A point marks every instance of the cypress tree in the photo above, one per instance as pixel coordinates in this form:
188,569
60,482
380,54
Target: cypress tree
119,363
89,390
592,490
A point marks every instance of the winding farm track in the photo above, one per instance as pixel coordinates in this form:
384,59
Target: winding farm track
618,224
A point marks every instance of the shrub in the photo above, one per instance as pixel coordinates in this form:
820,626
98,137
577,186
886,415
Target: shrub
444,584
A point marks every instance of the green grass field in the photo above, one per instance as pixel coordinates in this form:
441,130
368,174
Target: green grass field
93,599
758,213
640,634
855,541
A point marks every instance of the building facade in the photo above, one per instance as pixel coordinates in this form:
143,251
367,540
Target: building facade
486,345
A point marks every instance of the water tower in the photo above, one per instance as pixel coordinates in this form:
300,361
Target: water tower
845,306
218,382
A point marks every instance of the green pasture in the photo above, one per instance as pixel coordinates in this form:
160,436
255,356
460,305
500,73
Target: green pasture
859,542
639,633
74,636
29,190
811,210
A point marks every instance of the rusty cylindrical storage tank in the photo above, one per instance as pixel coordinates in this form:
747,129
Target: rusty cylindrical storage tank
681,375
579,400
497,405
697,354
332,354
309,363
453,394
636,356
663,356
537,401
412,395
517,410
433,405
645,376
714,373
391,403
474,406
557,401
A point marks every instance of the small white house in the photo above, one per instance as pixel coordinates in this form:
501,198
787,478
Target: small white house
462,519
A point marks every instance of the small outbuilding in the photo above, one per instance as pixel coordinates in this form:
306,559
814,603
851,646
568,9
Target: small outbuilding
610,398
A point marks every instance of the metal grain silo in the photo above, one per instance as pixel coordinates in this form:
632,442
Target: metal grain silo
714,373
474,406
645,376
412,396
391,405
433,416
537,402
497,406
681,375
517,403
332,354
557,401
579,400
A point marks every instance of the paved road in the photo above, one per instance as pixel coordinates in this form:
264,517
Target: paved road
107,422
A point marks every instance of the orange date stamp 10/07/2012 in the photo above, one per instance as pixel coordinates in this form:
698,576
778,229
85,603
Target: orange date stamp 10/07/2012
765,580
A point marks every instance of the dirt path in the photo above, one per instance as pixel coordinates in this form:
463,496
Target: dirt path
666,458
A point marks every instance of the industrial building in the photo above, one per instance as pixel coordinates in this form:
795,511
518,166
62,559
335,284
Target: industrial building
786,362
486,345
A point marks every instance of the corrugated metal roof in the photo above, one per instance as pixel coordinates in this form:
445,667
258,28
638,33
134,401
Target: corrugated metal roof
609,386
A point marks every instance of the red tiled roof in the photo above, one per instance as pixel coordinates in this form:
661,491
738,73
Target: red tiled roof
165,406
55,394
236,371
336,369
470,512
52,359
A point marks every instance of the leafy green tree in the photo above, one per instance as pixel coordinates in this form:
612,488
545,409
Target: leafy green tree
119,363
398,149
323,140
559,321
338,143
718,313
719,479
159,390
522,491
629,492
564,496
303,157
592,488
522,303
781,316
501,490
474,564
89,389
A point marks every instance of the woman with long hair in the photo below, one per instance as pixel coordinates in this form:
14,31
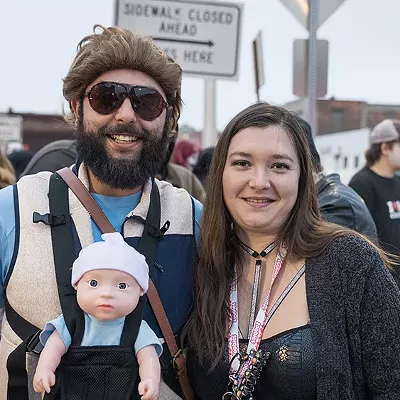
☆ ☆ ☆
* **THE PROBLEM**: Return all of the material above unchanged, minus its pictures.

* **OUTPUT BELOW**:
A point marks every instance of the cypress tree in the photo above, one per instance as pixel coordinates in this form:
188,569
60,482
380,54
Target: cypress tree
119,363
89,390
592,490
A point marks every instance of the winding farm track in the photo above, one per instance as pixel coordinates in this form:
384,59
Target: winding farm track
618,224
A point marks every instance of the shrub in the photo above, one per instance as pixel coordinates in this form:
820,626
98,137
577,186
886,415
Target: shrub
444,584
A point marks every instance of the green grass field in the photo above, one per instance as pixel coordinates in this form:
441,130
368,174
Target: green grass field
93,599
758,213
640,634
855,541
A point marks every instance of the building facade in the photo above, one per instance as pixel coordinates in this form:
143,251
367,540
Target: building facade
486,345
A point marks every instance of the water tower in the photo above, one per instance as pixel coordinates in this form:
300,361
Target: water tower
845,306
218,382
A point marks every instance of the green pasture in the photo above, one per instance as pixel coordinates in this form:
160,436
255,356
460,305
500,73
Target: green pasture
859,542
639,633
74,636
29,190
811,210
A point marks every instance of the rusty cylindrical storage tank in the photo above, one per instance as pixel coordinates in this form:
747,129
Target: rusty cylindrical storage tank
681,375
579,400
497,405
697,354
332,354
309,363
453,394
636,356
663,356
537,401
412,395
517,410
433,405
645,376
714,373
391,403
474,406
557,401
A point marks every instance of the small white house in the photo above, one per instance as pixel coordinates in this form:
501,198
787,478
Target: small white house
462,519
A point marks every instance of the small outbuilding in the photo above, one per instance as pixel coordinates in this form:
306,559
814,603
851,646
568,9
Target: small outbuilding
610,398
A point marks every instance of the metal grain silo in the photo above, one per instance as pixel coordinates in this form:
632,442
Target: metal grain silo
714,373
474,406
645,376
412,396
391,405
433,416
537,402
497,406
681,375
517,403
332,354
557,401
579,400
A point marks every instance of the paved road in the photo above, one per instance as pixel coordinates in this form:
264,517
Target: paved road
107,422
A point marks every instance of the orange date stamp 10/07/2012 in the photo above, one per instance as pixel coordinates in this form:
698,576
778,229
85,603
Target: orange date stamp 10/07/2012
765,580
A point marks every instance of the dirt path in the photo above, one per instance as pixel coordinates in this form:
463,496
Target: dirt path
666,458
A point marks every instance of the industrial building in the photo above, one per instance as pixel coordinates in this form:
795,511
518,166
62,559
335,284
Target: industrial building
786,362
486,345
A point marks every instance of the corrugated metal roof in the photo above, one per instance as pixel coordinates in this form:
445,667
258,28
638,33
134,401
Target: corrugated metal roof
609,386
A point marks every instance of the red tiled roof in the photo above, one per instance as pixel coordinates in this form:
661,491
738,73
Target: red tiled roof
165,406
55,394
236,371
336,369
470,512
52,359
A point marks every instance of the leafy green tree in the photo above, one per instance as pixel coordinates in this form:
612,488
545,409
Target: leafy green tree
119,363
398,149
323,140
559,321
338,143
718,313
719,479
159,390
522,491
629,492
564,496
303,157
592,488
522,303
781,316
501,490
474,564
89,389
A point marks every instance of the woman with long hair in the photo below, one per instance as pixel coordinates in this form:
14,31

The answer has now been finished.